Work instructions: Only the lines from the one containing "430, row 18." to the end of the entries should be written out, each exactly as it stands, both ends included.

Input data:
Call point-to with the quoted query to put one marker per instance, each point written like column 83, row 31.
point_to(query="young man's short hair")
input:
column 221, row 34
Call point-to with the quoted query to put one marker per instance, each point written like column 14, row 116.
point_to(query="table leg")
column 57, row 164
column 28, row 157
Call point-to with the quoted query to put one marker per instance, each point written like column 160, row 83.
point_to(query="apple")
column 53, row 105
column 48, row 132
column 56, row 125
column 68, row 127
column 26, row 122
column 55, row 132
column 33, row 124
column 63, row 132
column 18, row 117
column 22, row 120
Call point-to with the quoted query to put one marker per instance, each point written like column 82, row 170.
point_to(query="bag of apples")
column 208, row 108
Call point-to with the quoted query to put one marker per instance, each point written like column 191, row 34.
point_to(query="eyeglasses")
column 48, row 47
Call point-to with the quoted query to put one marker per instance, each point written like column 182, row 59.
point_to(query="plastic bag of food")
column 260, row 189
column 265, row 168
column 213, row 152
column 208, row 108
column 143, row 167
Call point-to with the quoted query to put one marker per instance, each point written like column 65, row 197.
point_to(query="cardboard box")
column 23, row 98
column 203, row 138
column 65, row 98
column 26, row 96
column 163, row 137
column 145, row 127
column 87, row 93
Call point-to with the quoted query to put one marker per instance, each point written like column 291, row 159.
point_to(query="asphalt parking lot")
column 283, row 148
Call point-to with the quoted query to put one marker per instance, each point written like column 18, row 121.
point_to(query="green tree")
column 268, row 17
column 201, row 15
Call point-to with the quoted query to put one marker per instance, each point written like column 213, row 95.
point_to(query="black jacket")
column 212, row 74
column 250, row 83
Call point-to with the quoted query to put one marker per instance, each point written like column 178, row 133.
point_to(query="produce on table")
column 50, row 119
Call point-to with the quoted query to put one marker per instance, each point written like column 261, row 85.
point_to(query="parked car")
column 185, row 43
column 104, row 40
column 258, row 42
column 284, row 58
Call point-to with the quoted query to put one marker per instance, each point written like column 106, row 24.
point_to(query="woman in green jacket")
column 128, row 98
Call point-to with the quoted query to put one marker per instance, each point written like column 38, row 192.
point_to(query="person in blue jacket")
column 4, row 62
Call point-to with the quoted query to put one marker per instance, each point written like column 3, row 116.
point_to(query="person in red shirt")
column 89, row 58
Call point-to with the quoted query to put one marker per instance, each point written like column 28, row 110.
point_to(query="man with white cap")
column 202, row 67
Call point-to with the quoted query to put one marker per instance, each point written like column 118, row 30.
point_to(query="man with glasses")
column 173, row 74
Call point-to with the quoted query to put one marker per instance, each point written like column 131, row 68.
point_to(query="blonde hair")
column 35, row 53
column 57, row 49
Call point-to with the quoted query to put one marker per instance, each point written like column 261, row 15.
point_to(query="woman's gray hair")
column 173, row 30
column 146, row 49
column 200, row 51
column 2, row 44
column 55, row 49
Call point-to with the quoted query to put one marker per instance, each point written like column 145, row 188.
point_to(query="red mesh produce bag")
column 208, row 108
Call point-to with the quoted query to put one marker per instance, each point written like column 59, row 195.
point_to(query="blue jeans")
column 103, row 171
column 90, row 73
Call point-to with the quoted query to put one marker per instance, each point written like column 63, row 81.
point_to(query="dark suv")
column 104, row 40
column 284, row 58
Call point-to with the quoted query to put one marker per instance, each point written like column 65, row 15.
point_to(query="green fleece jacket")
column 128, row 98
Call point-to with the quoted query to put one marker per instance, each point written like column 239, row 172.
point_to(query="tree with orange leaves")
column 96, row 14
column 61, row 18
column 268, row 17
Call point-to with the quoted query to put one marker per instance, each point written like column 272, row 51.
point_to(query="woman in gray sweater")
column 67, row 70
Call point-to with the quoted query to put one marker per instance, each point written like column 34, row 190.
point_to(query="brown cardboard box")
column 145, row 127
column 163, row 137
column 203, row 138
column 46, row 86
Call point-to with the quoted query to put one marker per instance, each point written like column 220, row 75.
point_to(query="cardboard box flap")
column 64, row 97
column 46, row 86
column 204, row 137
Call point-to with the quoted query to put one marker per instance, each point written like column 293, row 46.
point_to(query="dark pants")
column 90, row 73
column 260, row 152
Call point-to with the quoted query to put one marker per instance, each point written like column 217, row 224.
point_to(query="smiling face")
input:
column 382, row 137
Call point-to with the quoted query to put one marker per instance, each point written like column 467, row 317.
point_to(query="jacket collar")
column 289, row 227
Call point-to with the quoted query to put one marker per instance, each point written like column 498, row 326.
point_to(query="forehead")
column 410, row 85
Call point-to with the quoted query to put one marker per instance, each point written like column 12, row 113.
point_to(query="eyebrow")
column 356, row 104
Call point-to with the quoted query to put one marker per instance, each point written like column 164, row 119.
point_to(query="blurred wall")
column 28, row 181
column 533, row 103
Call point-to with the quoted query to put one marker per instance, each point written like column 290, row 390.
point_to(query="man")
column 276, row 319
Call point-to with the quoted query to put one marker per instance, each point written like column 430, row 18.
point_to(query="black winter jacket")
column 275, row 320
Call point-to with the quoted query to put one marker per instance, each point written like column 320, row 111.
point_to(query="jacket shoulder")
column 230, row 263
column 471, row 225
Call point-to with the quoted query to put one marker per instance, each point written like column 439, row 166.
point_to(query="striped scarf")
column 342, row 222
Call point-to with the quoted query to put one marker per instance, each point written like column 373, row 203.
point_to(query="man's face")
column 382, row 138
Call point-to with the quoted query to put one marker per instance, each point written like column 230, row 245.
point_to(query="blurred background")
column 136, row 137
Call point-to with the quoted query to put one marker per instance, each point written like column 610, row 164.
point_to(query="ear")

Task output:
Call point-to with the quoted query to put one marker per instance, each point written like column 430, row 18.
point_to(query="black winter jacket")
column 275, row 320
Call point-to with the quoted query to put one marker per instance, each point written like column 320, row 111.
point_to(query="jacket shoulder")
column 230, row 263
column 471, row 225
Call point-to with the quoted query to put one marker per instance, each point written like column 439, row 166.
point_to(query="striped scarf")
column 342, row 222
Call point-to with the quoted query to put one marker per instance, each point written like column 373, row 203.
point_to(query="man's face")
column 382, row 138
Call point-to with the quoted query to put one marker per instance, each point written like column 230, row 245.
point_to(query="blurred background")
column 136, row 137
Call point-to with the quoted query to put one marker per instance, each point written like column 610, row 164.
point_to(query="ear")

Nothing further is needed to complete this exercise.